>>>

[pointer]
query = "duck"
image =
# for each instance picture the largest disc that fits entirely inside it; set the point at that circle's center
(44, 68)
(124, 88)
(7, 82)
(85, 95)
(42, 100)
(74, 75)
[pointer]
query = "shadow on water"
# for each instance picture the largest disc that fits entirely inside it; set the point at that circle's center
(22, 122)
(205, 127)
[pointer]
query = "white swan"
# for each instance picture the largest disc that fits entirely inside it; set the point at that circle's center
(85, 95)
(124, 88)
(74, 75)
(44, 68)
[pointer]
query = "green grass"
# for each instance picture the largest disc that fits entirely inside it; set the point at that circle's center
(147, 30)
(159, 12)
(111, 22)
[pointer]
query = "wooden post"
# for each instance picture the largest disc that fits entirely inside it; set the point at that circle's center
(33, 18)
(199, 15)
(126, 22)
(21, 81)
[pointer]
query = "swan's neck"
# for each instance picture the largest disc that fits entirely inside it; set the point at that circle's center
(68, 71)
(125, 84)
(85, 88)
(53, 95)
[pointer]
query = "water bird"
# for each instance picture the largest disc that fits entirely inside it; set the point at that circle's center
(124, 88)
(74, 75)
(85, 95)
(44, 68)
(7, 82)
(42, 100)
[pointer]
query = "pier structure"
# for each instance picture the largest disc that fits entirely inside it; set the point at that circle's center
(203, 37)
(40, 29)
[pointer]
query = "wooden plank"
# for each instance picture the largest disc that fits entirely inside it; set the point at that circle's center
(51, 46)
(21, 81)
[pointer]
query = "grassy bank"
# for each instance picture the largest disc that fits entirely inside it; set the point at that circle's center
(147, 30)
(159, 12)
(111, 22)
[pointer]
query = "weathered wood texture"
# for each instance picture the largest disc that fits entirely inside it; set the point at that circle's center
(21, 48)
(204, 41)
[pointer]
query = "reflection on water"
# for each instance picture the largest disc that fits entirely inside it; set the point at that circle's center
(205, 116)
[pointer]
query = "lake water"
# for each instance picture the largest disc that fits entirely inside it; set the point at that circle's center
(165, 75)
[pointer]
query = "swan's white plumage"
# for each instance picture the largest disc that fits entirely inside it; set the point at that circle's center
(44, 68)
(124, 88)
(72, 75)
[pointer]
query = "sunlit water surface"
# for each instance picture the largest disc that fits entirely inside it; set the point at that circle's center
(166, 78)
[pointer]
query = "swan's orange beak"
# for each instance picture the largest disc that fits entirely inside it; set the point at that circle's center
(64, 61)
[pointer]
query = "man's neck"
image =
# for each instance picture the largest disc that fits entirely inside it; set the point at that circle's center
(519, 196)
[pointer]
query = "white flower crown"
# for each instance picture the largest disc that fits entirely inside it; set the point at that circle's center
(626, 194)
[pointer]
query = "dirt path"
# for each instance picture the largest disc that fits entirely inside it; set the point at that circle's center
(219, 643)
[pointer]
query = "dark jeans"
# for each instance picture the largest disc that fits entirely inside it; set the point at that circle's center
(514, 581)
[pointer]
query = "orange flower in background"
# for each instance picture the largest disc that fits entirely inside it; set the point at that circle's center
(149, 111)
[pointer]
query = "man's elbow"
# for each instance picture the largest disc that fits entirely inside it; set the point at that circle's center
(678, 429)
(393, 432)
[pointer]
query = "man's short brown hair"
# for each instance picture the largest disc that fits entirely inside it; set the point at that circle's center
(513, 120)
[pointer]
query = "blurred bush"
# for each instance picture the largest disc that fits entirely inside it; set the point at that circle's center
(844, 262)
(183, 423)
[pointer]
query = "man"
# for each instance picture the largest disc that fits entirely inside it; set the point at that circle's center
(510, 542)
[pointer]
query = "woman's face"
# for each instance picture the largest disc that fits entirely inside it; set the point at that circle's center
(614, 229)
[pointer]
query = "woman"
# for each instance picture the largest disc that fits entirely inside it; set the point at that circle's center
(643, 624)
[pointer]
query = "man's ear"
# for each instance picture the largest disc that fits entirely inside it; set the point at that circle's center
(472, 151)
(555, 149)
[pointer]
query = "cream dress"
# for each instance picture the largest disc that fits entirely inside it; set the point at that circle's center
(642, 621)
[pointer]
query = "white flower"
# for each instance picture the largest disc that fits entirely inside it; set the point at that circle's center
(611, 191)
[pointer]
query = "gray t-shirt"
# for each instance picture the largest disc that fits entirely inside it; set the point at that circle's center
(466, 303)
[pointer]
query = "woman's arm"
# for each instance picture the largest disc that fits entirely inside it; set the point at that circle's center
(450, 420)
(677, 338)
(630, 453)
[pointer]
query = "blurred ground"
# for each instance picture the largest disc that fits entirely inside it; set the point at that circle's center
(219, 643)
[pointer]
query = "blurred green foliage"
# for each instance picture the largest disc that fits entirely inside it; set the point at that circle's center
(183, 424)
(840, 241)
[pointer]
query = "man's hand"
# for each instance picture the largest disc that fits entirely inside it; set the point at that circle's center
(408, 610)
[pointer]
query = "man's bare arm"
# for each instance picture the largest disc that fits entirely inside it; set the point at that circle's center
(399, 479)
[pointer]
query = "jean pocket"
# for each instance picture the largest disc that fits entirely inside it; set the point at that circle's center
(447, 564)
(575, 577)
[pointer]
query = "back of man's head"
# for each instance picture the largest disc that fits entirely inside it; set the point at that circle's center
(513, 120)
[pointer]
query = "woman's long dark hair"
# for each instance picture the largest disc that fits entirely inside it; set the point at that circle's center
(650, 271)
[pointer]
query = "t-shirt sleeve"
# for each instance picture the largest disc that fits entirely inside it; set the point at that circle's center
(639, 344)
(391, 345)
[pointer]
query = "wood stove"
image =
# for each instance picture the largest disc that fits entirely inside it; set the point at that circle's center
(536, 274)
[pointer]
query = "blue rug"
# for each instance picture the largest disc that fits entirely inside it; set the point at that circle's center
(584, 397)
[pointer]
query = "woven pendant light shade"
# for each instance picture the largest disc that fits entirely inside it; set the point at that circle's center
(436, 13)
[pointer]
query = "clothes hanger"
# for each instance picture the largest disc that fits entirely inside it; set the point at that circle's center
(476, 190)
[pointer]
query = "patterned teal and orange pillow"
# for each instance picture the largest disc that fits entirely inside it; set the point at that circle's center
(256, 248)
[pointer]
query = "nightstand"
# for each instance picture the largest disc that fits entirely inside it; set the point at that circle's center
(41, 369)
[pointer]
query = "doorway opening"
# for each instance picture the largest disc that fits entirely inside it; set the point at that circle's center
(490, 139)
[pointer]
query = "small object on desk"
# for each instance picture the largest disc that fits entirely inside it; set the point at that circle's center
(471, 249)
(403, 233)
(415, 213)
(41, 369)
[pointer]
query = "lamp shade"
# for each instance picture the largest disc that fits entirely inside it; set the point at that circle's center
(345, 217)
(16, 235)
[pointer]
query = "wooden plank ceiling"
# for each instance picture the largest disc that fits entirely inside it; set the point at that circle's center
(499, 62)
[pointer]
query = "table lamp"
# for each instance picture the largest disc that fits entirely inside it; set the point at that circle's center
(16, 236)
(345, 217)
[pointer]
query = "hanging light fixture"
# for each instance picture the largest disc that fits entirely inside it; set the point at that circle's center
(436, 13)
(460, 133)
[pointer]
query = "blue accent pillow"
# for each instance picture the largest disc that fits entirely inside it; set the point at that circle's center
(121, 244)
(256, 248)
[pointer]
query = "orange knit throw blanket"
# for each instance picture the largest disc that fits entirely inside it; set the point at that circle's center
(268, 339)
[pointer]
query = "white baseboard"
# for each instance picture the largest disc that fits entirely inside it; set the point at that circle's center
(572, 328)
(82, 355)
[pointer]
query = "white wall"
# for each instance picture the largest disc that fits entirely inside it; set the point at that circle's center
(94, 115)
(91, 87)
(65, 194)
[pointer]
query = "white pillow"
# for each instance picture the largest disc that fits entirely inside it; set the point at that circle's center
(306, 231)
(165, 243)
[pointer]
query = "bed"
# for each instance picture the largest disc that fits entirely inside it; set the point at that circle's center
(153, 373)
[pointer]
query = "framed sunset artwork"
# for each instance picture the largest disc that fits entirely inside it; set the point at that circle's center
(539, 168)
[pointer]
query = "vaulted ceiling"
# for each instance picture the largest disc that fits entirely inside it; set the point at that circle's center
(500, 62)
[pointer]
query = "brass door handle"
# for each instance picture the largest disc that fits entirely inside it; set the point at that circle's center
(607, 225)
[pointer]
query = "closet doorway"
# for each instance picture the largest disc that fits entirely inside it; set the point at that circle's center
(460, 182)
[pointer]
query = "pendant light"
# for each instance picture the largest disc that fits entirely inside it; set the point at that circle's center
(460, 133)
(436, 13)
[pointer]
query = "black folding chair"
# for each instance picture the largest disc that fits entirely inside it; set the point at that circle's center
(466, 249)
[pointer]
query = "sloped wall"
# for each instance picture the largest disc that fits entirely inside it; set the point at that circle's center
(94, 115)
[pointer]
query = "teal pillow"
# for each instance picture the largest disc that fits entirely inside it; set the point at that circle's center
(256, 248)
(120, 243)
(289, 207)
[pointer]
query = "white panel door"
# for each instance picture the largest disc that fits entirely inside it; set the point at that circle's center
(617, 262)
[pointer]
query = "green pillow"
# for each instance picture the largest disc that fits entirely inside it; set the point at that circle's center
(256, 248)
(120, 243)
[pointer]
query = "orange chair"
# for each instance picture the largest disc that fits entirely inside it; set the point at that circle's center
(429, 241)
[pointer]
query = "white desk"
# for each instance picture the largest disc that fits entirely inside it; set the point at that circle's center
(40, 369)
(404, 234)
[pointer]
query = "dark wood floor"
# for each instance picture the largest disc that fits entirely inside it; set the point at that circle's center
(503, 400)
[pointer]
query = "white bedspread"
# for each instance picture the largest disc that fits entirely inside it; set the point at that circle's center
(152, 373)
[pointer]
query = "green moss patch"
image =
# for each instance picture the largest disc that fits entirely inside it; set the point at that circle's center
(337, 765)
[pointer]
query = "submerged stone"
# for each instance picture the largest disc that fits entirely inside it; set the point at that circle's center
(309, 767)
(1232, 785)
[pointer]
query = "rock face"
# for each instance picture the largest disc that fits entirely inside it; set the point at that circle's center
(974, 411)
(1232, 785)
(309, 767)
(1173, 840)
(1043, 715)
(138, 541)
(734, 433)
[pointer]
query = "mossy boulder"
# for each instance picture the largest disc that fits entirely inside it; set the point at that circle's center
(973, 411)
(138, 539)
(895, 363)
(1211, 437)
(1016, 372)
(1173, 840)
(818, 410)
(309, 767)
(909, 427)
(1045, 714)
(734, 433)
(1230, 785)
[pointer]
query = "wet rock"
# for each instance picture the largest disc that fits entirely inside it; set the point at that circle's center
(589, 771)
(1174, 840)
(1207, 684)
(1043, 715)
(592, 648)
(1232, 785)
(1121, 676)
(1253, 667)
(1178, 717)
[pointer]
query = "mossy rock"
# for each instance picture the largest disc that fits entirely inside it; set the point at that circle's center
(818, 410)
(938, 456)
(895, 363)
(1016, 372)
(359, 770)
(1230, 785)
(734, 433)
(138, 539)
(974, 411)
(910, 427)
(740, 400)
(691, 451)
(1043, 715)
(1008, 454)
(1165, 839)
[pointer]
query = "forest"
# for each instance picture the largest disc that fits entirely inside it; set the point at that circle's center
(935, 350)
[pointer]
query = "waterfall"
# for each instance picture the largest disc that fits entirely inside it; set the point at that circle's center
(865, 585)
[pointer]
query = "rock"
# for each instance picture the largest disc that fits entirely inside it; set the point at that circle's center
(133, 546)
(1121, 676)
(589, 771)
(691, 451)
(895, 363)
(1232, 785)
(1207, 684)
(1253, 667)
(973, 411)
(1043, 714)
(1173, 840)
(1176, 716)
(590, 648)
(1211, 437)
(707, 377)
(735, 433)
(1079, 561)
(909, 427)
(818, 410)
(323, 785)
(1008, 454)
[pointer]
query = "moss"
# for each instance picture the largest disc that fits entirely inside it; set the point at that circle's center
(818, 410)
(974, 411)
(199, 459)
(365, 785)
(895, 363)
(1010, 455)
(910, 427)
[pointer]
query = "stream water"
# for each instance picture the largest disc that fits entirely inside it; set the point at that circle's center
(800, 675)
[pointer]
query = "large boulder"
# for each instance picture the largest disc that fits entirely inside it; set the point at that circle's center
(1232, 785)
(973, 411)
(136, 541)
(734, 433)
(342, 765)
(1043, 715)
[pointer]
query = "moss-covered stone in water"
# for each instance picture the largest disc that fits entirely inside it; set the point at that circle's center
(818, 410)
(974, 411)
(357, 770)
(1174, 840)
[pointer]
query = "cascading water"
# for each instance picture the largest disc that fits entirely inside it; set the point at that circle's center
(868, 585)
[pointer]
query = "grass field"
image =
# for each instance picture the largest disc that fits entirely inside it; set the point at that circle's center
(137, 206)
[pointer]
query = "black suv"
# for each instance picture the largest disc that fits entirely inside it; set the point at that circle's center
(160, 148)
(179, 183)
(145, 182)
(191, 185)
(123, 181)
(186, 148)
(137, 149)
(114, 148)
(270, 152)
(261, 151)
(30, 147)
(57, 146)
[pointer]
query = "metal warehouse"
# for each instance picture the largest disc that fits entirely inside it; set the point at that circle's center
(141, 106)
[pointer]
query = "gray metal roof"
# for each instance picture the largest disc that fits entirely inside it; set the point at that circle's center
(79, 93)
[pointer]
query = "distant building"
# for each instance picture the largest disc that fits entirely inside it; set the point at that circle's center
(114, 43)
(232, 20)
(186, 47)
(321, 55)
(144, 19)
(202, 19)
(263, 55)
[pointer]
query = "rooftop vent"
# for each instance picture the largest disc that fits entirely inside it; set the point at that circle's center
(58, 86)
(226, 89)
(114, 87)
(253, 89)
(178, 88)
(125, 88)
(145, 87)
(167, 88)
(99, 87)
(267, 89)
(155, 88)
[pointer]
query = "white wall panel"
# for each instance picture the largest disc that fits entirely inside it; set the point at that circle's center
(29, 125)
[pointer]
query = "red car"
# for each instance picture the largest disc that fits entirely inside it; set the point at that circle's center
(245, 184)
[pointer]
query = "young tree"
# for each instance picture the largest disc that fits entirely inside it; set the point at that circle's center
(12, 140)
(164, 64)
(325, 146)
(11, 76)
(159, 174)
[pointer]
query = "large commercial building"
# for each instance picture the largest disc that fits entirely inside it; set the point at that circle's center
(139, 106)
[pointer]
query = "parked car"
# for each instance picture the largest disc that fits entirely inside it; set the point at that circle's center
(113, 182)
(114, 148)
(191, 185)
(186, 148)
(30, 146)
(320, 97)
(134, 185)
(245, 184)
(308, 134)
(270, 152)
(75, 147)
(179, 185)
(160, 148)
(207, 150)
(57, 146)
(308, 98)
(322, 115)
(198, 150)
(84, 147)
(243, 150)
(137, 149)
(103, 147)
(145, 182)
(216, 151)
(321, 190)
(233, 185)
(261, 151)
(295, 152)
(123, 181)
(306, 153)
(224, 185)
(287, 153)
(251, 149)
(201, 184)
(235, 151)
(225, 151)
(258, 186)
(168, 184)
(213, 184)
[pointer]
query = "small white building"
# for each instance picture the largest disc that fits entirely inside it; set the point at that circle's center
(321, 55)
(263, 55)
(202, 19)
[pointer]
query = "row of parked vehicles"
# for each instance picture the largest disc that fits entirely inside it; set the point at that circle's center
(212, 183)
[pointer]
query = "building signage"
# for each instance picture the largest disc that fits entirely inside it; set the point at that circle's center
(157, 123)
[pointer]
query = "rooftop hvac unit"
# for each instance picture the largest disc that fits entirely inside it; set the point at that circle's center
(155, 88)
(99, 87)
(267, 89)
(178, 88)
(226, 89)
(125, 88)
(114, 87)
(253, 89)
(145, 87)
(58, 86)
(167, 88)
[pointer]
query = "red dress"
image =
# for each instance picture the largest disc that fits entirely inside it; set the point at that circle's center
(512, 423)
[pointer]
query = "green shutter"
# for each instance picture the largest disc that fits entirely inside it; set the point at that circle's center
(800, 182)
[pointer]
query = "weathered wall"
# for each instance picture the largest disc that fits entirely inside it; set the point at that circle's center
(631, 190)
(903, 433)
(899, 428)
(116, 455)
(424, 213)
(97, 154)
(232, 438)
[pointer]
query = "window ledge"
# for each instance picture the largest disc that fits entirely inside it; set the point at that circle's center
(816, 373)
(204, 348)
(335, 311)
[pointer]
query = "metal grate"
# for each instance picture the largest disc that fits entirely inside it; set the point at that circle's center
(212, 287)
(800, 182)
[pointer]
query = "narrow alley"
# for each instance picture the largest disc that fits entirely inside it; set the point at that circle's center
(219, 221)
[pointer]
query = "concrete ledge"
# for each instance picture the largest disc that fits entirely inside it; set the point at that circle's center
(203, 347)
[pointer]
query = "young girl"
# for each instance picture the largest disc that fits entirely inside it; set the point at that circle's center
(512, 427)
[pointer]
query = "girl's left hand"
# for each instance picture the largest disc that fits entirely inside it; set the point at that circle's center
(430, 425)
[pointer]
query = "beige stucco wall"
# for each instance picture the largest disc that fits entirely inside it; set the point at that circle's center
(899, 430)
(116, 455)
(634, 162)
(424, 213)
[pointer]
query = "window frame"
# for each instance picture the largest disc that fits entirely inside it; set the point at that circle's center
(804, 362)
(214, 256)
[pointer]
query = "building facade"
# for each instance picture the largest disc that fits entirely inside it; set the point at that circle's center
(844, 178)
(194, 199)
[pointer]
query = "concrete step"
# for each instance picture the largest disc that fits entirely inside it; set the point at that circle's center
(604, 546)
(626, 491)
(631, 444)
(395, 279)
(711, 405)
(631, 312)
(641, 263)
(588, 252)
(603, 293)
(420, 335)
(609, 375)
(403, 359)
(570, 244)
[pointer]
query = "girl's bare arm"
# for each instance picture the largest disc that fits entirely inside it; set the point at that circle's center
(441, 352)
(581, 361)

<<<

- _INSTRUCTIONS FOR THE TASK_: Tally the lines above that contain the string "plank", treating uppercase and lowercase as different. Reply with the number alone.

- _RESPONSE FOR THIS EXERCISE_: 2